**Supplied text:**
Thread: series expansion of the cosine integral

1. series expansion of the cosine integral

$\displaystyle \text{Ci} (x) = -\int_{x}^{\infty} \frac{\cos t}{t} \ dt$

$\displaystyle = -\int_{x}^{\infty} \frac{1}{t} \sum_{n=0}^{\infty} \frac{(-1)^{n}}{(2n!)} \ t^{2n} \ dt$

$\displaystyle = -\sum_{n=0}^{\infty} \frac{(-1)^{n}}{(2n)!} \int_{x}^{\infty} t^{2n-1} \ dt$ (since the series expansion of the cosine function converges uniformly)

$\displaystyle = -\int^{\infty}_{x} \frac{dt}{t} -\sum_{n=1}^{\infty} \frac{(-1)^{n}}{(2n)!} \int_{x}^{\infty} t^{2n-1} \ dt$

$\displaystyle = -\ln t\Big|^{\infty}_{x} - \frac{1}{2} \sum_{n=1}^{\infty} \frac{(-1)^{n}}{n (2n)!} \ t^{2n} \Big|_{x}^{\infty}$

$\displaystyle \lim_{t \to \infty} \Big(-\ln t - \frac{1}{2} \sum_{n=1}^{\infty} \frac{(-1)^{n}}{n (2n)!} t^{2n} \Big) + \ln x + \frac{1}{2} \sum_{n=1}^{\infty} \frac{(-1)^{n}}{n (2n)!} \ x^{2n}$

I thought this had to be incorrect, but Maple says that the limit does indeed evaluate to Euler's Constant. Why?

**Data entries:**
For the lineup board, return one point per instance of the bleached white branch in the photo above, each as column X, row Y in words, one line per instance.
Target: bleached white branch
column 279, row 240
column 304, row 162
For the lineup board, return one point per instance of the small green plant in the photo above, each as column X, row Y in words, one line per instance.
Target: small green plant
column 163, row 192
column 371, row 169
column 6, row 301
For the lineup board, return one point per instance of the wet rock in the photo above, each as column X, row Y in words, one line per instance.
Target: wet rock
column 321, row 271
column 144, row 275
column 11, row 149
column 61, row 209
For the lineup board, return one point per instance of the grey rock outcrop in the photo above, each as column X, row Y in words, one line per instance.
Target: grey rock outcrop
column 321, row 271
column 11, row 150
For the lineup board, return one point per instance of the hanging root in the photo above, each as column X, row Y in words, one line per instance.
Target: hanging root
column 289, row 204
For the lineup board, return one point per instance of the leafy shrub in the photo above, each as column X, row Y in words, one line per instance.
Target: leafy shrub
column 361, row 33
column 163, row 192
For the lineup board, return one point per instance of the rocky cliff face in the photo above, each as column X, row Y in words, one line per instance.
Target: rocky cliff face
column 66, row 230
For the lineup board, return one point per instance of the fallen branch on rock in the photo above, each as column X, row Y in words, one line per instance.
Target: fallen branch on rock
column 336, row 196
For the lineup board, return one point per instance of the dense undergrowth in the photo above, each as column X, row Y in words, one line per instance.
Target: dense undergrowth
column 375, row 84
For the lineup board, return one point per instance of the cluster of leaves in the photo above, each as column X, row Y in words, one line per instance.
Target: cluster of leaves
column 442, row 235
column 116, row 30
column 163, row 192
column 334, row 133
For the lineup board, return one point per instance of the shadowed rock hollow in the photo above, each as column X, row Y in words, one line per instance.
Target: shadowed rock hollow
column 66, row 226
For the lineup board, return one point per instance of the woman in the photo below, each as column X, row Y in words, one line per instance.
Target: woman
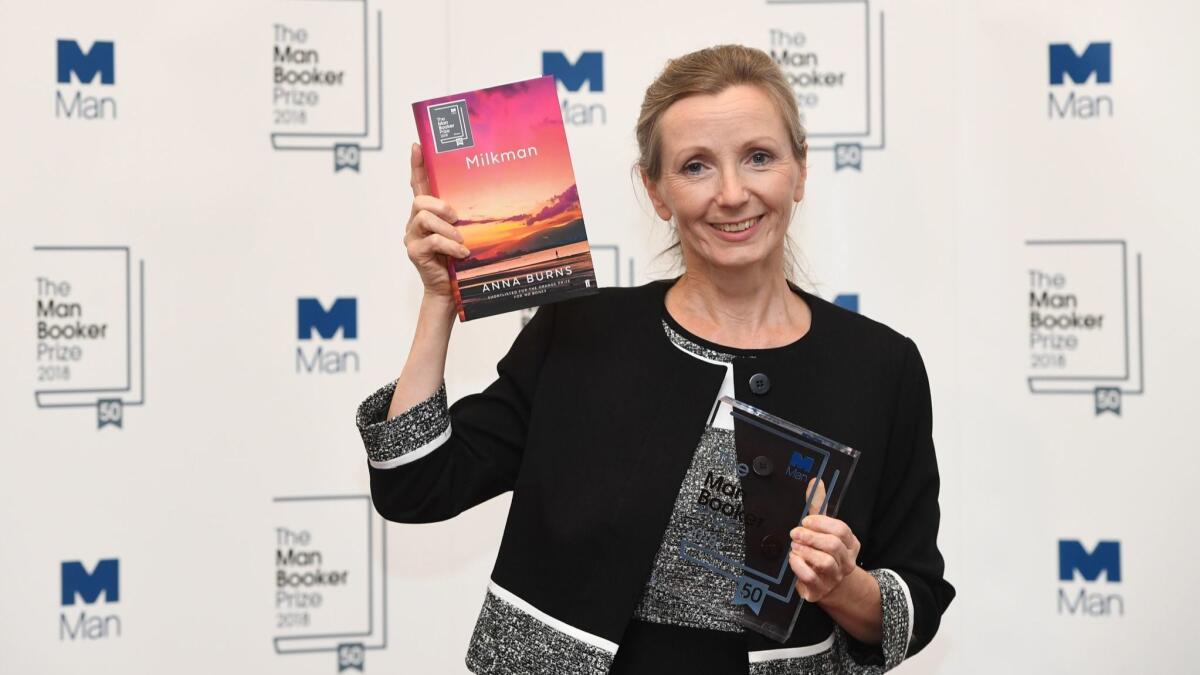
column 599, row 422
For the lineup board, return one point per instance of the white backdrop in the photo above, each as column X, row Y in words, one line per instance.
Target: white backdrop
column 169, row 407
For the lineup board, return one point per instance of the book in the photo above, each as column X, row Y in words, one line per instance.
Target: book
--
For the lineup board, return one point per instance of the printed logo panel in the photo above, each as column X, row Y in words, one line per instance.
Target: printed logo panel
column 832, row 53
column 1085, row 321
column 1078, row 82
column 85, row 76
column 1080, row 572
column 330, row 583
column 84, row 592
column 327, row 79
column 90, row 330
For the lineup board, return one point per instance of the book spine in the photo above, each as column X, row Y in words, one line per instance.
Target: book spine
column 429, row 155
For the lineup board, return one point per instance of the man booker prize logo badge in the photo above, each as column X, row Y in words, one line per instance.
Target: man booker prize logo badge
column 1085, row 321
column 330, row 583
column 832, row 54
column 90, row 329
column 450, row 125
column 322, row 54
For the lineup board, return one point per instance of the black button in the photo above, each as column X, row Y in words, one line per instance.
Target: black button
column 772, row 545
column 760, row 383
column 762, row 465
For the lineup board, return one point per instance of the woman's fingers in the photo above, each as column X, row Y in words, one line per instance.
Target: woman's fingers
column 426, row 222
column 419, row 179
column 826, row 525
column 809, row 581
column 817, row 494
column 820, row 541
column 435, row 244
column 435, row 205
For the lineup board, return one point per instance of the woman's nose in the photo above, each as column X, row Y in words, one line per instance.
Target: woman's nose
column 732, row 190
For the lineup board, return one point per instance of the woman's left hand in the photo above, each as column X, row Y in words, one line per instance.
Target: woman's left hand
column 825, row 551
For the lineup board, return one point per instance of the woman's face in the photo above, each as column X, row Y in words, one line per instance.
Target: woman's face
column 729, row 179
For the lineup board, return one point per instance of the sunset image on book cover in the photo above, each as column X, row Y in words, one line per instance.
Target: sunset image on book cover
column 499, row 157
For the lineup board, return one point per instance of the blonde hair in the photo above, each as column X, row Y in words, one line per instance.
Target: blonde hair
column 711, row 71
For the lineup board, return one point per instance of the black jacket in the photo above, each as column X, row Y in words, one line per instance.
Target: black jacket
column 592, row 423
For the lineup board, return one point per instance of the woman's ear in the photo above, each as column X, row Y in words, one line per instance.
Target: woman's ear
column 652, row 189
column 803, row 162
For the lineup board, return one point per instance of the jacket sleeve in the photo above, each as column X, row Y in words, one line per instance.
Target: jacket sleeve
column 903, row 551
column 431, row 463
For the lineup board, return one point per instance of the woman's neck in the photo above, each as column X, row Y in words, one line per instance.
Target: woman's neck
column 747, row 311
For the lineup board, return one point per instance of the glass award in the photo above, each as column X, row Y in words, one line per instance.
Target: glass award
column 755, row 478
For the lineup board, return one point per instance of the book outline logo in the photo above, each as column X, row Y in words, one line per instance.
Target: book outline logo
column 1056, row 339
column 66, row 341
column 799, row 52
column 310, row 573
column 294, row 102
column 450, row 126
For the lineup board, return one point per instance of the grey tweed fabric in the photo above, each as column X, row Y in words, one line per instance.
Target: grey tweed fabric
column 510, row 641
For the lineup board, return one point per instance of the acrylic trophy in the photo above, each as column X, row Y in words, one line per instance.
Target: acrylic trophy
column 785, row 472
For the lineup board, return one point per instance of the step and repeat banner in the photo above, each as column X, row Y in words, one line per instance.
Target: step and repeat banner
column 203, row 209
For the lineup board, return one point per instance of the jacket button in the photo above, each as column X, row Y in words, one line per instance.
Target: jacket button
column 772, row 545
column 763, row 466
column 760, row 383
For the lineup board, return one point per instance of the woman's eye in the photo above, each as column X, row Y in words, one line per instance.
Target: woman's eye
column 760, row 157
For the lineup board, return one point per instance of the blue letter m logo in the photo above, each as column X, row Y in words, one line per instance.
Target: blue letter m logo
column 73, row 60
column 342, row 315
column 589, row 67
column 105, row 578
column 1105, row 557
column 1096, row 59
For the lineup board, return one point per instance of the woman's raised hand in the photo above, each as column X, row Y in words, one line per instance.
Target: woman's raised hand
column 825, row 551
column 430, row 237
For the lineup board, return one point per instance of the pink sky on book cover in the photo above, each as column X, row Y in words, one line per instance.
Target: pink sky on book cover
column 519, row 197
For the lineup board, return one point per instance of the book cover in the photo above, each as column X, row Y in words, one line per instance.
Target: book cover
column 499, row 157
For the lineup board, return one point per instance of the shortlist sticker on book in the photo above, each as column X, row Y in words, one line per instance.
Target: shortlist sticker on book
...
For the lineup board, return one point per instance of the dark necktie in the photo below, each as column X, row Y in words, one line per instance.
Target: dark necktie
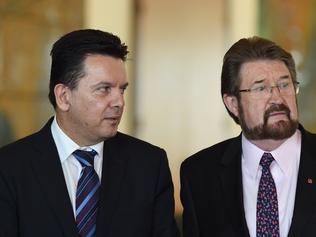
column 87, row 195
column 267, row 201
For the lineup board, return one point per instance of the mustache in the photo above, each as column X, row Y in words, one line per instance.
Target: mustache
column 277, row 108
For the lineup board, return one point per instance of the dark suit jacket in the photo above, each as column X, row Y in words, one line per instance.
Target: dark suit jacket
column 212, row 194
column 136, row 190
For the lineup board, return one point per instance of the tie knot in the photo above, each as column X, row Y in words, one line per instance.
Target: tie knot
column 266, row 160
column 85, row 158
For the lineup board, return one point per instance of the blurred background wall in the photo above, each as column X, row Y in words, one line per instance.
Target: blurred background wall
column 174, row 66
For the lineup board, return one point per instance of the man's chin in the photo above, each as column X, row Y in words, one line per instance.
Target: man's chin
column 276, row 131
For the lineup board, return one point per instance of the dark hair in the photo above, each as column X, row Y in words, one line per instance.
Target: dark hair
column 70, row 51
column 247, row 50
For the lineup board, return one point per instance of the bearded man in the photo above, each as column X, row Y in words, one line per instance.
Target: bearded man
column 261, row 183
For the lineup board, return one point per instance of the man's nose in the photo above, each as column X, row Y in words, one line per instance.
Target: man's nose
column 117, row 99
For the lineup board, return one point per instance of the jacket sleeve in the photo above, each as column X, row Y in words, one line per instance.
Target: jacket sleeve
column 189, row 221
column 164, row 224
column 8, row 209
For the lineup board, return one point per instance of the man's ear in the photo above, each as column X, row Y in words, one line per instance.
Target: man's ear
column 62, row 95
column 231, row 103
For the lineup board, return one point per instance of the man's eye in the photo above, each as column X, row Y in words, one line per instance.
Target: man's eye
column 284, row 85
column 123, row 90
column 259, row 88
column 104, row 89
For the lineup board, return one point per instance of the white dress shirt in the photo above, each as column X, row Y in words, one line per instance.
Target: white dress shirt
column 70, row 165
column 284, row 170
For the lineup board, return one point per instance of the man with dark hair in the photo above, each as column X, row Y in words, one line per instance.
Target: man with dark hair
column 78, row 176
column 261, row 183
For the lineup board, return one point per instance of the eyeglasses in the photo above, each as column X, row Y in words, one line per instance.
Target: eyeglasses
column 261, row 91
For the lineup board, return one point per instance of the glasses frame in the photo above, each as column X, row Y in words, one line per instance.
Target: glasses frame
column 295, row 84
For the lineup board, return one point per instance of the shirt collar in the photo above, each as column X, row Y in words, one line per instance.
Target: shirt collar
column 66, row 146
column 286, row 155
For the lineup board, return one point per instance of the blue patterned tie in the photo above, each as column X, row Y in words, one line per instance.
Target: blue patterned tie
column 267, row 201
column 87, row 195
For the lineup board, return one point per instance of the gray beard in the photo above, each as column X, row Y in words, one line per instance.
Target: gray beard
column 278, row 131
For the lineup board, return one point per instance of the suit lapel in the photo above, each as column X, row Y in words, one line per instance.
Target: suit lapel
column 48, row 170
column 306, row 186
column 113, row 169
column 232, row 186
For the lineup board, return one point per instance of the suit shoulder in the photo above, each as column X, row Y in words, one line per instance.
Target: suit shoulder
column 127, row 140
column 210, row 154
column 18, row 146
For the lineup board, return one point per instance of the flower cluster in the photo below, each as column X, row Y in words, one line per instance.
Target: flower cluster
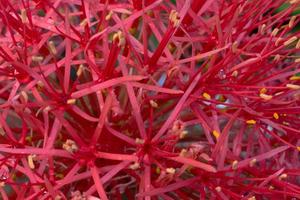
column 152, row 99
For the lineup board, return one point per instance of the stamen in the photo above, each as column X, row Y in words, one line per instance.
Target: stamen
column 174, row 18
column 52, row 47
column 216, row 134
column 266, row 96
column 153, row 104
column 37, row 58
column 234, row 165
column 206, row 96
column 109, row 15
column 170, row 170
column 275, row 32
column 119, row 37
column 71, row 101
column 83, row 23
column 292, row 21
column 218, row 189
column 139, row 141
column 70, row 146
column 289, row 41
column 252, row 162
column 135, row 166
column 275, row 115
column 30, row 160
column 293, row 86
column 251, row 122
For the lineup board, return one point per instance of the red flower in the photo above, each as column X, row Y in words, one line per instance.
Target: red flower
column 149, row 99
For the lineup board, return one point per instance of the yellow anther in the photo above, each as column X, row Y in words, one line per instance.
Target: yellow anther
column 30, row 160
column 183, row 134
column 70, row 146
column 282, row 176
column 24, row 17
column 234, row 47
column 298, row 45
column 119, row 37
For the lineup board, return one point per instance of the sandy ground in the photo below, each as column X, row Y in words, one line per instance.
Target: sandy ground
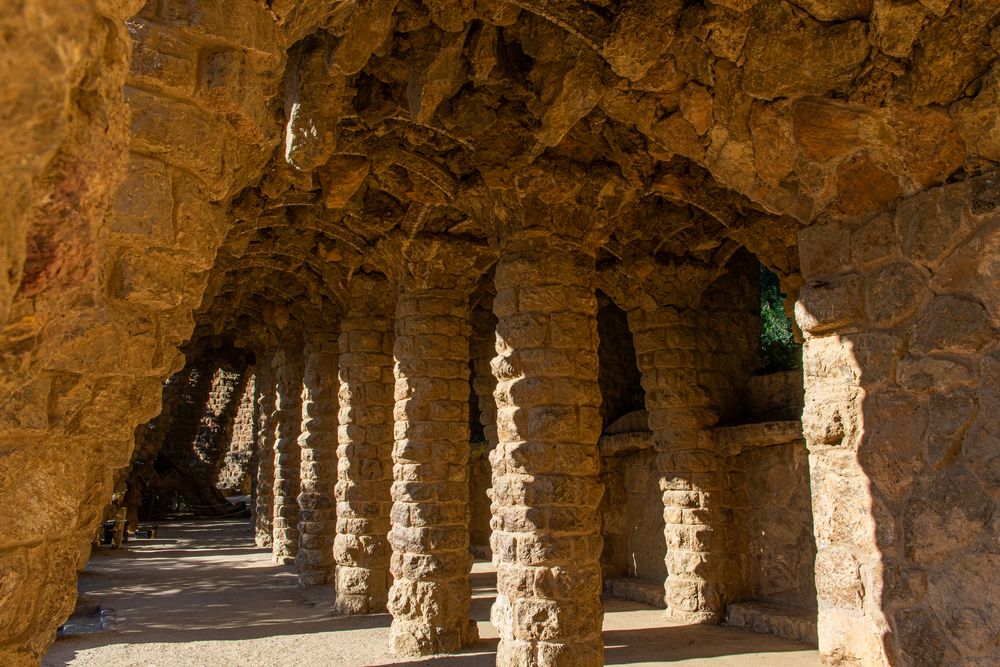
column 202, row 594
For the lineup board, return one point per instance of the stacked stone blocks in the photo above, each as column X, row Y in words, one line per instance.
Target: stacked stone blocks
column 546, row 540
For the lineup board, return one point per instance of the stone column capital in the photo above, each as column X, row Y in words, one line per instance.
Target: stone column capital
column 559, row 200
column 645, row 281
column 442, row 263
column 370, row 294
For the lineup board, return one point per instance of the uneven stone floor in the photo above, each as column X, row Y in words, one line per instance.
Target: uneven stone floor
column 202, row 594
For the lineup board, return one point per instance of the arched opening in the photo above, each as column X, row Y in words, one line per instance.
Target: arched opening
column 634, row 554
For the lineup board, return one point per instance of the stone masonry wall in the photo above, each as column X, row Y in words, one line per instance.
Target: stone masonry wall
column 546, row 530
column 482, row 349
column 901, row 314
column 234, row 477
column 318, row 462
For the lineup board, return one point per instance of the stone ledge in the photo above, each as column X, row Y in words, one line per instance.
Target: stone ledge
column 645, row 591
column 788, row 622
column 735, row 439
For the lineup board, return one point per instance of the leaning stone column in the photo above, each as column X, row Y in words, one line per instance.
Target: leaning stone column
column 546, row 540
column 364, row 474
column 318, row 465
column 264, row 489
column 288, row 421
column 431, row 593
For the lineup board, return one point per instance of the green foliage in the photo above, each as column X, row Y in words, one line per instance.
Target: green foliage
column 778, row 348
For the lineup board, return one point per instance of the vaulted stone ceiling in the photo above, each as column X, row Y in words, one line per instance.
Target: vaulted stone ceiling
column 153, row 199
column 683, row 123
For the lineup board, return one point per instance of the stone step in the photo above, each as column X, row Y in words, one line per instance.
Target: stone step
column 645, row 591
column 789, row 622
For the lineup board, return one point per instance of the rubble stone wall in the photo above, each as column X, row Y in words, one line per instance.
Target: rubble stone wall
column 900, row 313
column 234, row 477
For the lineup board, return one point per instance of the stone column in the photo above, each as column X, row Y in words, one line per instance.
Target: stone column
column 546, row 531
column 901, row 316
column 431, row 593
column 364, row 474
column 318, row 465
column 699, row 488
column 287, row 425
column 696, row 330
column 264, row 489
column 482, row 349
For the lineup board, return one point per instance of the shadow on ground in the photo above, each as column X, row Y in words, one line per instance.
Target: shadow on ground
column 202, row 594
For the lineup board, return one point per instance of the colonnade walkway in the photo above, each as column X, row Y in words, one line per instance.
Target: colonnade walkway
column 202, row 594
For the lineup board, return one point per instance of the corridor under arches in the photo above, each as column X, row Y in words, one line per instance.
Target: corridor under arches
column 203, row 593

**Exercise task 1:**
From the cosine integral thread, reproduce the part that opens with the words containing "1. series expansion" and closes with "function converges uniformly)".
**Exercise task 2:**
Answer these questions from the cosine integral thread:
(a) What reason does the thread give in parentheses for moving the sum outside the integral?
(b) Which program does the poster say was used to check the limit?
(c) What does the poster say that program found the limit to be?

**Complete answer 1:**
1. series expansion of the cosine integral

$\displaystyle \text{Ci} (x) = -\int_{x}^{\infty} \frac{\cos t}{t} \ dt$

$\displaystyle = -\int_{x}^{\infty} \frac{1}{t} \sum_{n=0}^{\infty} \frac{(-1)^{n}}{(2n!)} \ t^{2n} \ dt$

$\displaystyle = -\sum_{n=0}^{\infty} \frac{(-1)^{n}}{(2n)!} \int_{x}^{\infty} t^{2n-1} \ dt$ (since the series expansion of the cosine function converges uniformly)

**Complete answer 2:**
(a) The series expansion of the cosine function converges uniformly.
(b) Maple.
(c) Euler's Constant.